-------- PASSAGE --------
Mohammed A. F. Al-Rawi (1952 - 2003) was an Iraqi medical specialist/physician, the president of Baghdad University, the chairman of the Iraqi Doctors Union, and the former dean of College of Medicine University of Baghdad at the time of his death. Following the 2003 invasion of Iraq, Al-Rawi was reinstated as president of Baghdad University by US Deputy Proconsul Robin Raphel in May 2003 but he opted not to serve in this position while the country was under foreign control.

==Academic qualifications and career==
Al-Rawi was a professor at Baghdad University College of Medicine. He gained the UK MRCP degree in medicine. He was a member of the Arab Board of Medicine and a member of the Iraqi Board of Medicine.

==Medical school and postgraduate years==

Al-Rawi entered Baghdad University College of Medicine in September 1971. Although he was already a full member in the Ba'ath party, he kept a low political profile initially.
-------- SUPPLIED ENTRIES --------
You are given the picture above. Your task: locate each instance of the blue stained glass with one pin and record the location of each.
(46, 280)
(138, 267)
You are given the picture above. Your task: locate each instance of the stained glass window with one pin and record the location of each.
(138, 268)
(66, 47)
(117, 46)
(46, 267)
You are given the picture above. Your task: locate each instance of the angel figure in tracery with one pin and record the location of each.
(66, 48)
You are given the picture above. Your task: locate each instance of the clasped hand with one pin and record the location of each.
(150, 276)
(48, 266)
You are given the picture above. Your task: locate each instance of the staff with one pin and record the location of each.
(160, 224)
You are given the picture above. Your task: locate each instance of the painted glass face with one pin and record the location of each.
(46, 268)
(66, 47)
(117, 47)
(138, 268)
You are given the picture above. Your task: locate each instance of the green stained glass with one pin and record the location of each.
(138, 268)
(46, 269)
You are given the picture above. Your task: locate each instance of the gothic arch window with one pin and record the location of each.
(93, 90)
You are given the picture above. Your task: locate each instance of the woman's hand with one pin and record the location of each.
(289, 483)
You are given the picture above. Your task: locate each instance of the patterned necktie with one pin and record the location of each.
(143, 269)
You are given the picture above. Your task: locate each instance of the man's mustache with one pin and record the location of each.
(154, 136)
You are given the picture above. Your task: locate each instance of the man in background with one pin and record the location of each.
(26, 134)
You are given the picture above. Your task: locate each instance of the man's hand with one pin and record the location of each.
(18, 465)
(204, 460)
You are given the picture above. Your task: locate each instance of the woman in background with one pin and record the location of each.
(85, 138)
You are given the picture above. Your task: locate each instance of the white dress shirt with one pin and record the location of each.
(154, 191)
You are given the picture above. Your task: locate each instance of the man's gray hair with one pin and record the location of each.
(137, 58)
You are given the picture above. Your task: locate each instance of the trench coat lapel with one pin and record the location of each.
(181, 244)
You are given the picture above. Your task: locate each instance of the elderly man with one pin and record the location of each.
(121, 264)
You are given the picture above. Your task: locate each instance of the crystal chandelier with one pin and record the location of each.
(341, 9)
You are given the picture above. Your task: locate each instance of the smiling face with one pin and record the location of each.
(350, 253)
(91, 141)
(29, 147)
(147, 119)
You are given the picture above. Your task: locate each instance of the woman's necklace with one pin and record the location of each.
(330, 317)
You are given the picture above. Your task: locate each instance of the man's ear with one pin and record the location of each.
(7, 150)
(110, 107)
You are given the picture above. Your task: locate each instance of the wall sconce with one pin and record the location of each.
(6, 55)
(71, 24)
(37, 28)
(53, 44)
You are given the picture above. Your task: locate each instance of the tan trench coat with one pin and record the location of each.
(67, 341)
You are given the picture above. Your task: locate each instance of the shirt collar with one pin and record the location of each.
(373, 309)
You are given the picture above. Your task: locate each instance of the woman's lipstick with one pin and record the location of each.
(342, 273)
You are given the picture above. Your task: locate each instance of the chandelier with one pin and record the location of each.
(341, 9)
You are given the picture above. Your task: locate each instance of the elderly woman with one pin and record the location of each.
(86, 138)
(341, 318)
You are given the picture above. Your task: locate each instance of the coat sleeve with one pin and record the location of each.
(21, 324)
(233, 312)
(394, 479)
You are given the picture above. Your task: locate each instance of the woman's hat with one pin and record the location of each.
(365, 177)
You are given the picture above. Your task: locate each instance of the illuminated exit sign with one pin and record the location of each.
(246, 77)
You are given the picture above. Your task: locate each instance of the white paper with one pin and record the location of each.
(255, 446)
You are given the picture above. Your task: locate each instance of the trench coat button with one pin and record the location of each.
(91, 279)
--------
§ PROBLEM DESCRIPTION: Pick up the article on Mohammed A. F. Al-Rawi right after its last sentence and keep writing it.

§ EXERCISE OUTPUT:
He worked closely with the Students Union (National Union of Iraqi Student, NUIS).

After graduation with M.B.Ch.B. in 1977, he became a lecturer in physiology in Baghdad University College of Medicine. Al-Rawi was sent to the UK to achieve the MRCP degree. With him, there were several other newly graduated doctors.

==Circumstances of death==
Al-Rawi was killed in his clinic soon after the U.S. invasion. Reports from various secondary sources state that he was assassinated for his political views.